◆ Records for processing ◆
- - - - -

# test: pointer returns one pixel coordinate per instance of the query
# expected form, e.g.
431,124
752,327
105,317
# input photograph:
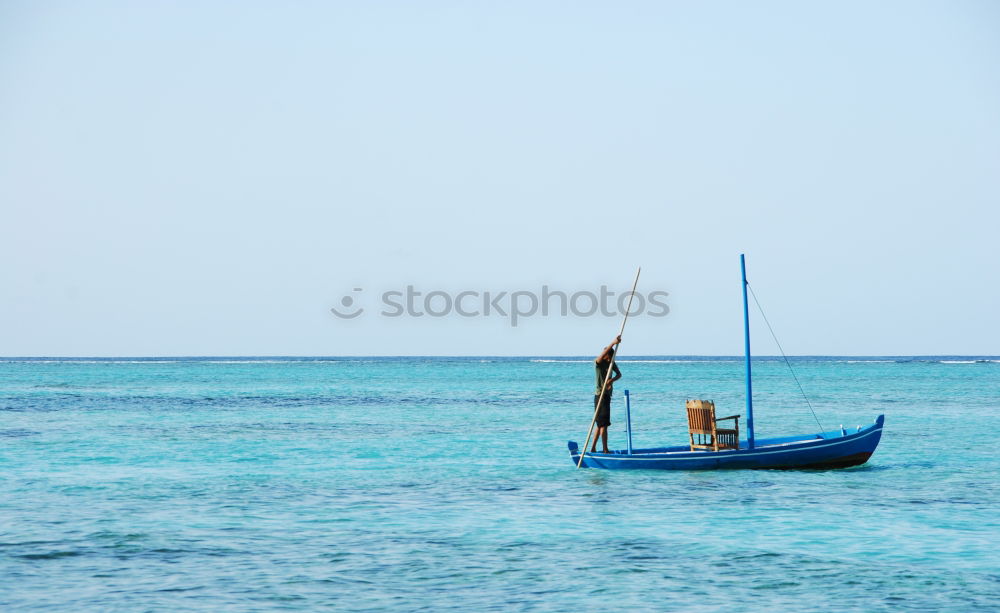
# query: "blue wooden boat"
835,449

- - - - -

◆ What the exercise asks ◆
Please repeat all of these lines, requests included, but scale each pixel coordinate in the answers by 1.3 and round it to a whole number, with halves rounding up. Keep the sample coordinates in the expected form unchanged, and omit the pictures from your answer.

◆ Full response ◆
# test: pointer returns one pixel coordinate per instance of the query
# expected form, e.g.
431,124
752,327
105,317
# input photograph:
# query: "blue wooden boat"
1086,584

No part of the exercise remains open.